Written task: Please copy out each of the items below word for word, leaving the pictures out of your answer.

The records:
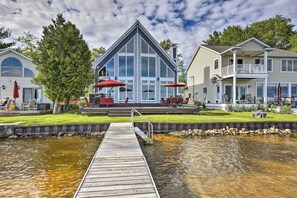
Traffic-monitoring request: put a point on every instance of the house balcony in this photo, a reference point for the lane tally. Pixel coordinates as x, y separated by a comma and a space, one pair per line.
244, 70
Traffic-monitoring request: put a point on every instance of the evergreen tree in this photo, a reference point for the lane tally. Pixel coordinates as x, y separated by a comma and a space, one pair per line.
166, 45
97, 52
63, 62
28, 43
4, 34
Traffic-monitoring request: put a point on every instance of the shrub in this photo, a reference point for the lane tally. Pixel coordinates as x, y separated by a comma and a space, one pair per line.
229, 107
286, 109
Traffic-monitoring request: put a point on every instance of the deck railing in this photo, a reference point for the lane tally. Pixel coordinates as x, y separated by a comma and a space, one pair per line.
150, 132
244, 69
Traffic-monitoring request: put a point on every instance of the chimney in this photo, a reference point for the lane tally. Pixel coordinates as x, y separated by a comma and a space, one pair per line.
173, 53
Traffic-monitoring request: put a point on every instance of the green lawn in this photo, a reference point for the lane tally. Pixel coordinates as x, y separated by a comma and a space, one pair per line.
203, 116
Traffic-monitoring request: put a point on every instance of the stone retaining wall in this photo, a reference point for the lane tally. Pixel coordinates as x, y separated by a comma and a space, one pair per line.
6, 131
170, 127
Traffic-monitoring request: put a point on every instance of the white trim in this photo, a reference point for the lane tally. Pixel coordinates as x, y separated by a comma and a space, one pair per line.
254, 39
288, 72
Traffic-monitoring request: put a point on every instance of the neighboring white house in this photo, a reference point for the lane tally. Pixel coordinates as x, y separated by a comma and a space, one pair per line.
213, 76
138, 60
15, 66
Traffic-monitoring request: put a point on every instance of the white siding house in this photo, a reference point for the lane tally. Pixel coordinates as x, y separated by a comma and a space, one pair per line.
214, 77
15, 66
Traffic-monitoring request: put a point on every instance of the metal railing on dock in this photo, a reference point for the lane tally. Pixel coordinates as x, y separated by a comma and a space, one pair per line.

Problem solution:
Traffic-monitoring request: put a point on every instance of the house balcony in this photo, a reference point for the lane tally. Pixel coordinates as x, y separated by a comma and a space, one pair per line.
244, 70
Traffic-monitoring request: put a point on every instance of the evergreen tree in this photo, a reference point for the lane tally. Pixel coordinates as x, y separated by a comma and a space, one pair per line.
166, 45
97, 52
63, 62
28, 43
4, 34
Traffic-monitoring request: put a point on every instance of the shrub in this photo, a reference point for the lane tally. Pixel coordinates as x, y separated by a comma and a space, one pair per line.
229, 107
286, 109
Traffic-monitoring request: put a point on every instance of the deck railing in this photo, a reference point for the lane tally. Pixel coordinates as x, y separated by a comma and a space, one pair per line.
150, 132
244, 69
Traffic-monitoring request: put a point on every instance of the chimney in this photo, a reference point for the lane tally. Pixel coordinates as x, y separated by a comma and a space, one pair per line.
173, 53
Traffic-monitoring request: put a point on every instance of the green lawn in this photo, a reference point for the lane tally. Pixel coordinates as x, y separated by a comma and a space, one pair per line.
203, 116
Traffic-monitoring request: put a point on every instance of the stone retaining wall in this photo, a reference point for the lane tally. Pixel coordinates as x, y separated by a comma and a space, one pair per line.
6, 131
170, 127
Traffic-monitoring request: put a point on every instance of the white trim in this photo, a reference point for the lane tally. Pixel coordinates as x, y separated by a comma and a space, one pair per line.
254, 39
288, 72
Traffic-monitoring request: put a point on every instance of the neighboring white house in this photo, a reference point for the lane tally. Pixel coordinates as x, y separated by a comma and a space, one pair per line.
213, 76
138, 60
15, 66
Traffic-monitoring request: put a point on every instance of the white siding house in this photo, a reference point for the lane tally. Pixel coordinates as x, y separated by a comma and a space, one pair per line.
214, 77
15, 66
Traffic-monitoring request: put a point on every instance of the metal railing on dock in this photo, a reference point for the lane tally. Pixel coordinates as x, y separated by a comma and a space, one pair per line.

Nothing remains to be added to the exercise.